* START The data *

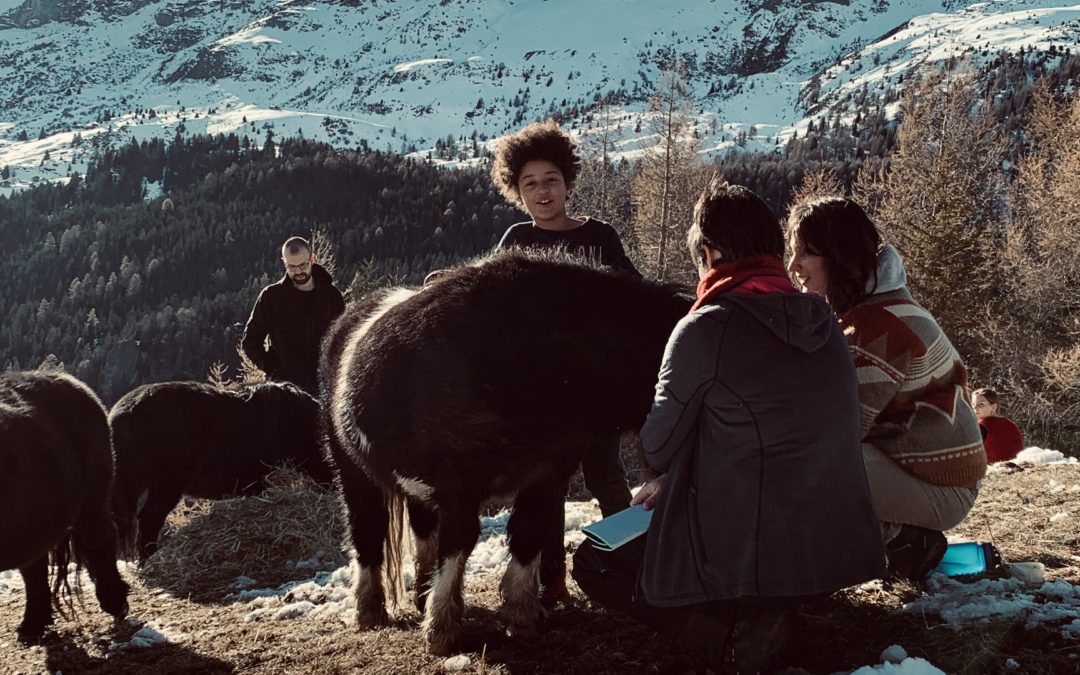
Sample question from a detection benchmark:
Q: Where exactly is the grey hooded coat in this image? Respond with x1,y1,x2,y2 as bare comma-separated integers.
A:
642,293,886,606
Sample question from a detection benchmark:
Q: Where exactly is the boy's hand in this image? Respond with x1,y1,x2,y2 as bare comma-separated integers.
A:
630,474,667,511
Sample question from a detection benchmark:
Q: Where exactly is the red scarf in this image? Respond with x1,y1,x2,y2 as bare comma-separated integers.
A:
690,256,796,312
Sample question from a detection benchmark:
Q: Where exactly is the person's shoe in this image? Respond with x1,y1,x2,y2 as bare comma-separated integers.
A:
540,559,570,609
732,607,793,674
886,525,948,582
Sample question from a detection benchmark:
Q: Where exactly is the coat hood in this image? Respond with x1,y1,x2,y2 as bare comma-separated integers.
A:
866,244,907,295
723,293,837,353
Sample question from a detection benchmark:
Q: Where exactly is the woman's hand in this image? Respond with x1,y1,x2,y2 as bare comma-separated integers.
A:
630,474,667,511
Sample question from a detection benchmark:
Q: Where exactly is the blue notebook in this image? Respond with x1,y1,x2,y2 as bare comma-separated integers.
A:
581,504,652,551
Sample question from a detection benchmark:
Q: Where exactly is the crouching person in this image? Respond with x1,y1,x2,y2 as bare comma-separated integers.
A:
572,180,885,673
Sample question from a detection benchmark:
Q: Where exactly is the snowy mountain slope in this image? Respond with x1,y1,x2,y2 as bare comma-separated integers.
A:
0,0,1078,192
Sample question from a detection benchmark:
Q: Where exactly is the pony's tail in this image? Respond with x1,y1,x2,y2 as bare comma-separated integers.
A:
49,531,82,619
109,416,144,561
382,488,411,616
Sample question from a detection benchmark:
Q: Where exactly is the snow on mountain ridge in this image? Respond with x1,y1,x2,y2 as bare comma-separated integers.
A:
0,0,1076,194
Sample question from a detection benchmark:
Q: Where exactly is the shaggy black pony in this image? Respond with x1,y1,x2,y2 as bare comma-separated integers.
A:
320,252,690,653
109,381,330,559
0,373,127,644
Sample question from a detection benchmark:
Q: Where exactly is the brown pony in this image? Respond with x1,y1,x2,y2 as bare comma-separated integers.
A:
0,373,127,644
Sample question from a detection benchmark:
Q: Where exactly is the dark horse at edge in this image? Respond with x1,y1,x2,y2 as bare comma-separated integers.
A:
109,381,330,561
0,373,127,644
320,252,690,653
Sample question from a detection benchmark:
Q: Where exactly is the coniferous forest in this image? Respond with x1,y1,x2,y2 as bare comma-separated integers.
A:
6,47,1080,453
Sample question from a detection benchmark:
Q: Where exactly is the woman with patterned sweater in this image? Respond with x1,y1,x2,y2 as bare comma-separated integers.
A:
787,198,986,579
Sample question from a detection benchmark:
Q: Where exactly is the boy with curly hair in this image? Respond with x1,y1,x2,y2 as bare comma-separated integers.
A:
491,120,640,276
491,120,640,607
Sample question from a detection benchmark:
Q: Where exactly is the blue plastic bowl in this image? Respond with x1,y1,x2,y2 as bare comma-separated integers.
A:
934,541,987,577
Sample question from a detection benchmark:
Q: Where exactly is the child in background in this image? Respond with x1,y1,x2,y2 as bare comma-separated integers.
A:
971,388,1024,464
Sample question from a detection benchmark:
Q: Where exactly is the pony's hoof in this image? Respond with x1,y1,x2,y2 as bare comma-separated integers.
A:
15,623,45,647
413,591,428,617
428,633,458,657
356,607,390,631
507,623,540,643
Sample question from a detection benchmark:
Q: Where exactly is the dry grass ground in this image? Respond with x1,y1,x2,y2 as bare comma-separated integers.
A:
0,465,1080,675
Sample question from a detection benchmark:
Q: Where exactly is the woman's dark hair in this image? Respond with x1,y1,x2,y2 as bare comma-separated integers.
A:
787,197,881,315
491,120,581,205
686,178,784,267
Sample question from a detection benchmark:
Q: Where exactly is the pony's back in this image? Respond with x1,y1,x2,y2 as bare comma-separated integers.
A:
0,373,127,642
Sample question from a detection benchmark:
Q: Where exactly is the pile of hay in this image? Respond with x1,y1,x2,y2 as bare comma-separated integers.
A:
139,469,347,599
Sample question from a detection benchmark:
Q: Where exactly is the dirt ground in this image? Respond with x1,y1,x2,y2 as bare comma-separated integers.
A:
0,464,1080,675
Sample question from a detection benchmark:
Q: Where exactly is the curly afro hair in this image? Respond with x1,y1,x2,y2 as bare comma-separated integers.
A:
491,120,581,205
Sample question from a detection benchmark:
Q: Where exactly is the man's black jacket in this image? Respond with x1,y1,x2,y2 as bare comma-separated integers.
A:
241,260,345,395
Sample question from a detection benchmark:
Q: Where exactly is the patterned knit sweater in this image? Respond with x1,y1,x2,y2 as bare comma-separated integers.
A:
840,247,986,487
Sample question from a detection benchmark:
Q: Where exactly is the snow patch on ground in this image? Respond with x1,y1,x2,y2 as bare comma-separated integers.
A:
904,564,1080,638
109,619,185,651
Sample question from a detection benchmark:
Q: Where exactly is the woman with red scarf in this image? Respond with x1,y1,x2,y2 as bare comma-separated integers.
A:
573,180,885,673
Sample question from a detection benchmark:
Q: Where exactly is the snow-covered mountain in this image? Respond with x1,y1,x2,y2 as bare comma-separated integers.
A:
0,0,1080,192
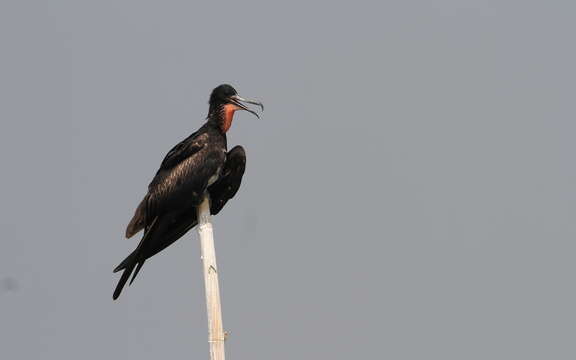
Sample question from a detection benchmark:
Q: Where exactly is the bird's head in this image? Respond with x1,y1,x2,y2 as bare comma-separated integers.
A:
208,84,264,132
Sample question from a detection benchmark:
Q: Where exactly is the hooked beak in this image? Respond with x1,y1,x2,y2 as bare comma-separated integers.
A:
230,95,264,119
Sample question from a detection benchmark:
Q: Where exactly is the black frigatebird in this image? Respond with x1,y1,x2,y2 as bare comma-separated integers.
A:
113,84,264,300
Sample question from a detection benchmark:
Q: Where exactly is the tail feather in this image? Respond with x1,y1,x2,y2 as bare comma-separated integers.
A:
112,262,136,300
128,260,146,285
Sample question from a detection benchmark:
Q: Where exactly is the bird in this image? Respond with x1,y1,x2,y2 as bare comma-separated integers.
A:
112,84,264,300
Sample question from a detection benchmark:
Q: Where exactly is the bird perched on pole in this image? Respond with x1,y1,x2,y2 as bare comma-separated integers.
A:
113,84,264,300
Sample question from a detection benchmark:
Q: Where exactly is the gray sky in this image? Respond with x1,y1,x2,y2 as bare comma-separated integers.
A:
0,0,576,360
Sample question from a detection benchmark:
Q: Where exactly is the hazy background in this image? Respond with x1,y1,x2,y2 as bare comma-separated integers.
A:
0,0,576,360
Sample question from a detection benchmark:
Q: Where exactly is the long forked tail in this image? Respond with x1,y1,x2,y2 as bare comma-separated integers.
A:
112,218,158,300
112,253,137,300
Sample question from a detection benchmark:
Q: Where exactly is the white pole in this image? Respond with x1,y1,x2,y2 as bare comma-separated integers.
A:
198,194,226,360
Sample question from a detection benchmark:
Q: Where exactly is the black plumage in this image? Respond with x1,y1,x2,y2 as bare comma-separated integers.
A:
113,85,263,299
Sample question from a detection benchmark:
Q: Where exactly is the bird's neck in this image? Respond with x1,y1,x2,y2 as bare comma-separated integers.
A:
208,104,238,134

* END The data *

● Short task: Extract every line above that contains the string "scarf". The match is case-sensitive.

● The result:
Q: Where exactly is the red scarf in this image? Respond with x1,y1,x2,y2 as bare comma-separated integers.
Q: Where exactly is the woman with red scarf in this image? Respond with x1,y1,x2,y2 as bare comma-separated integers.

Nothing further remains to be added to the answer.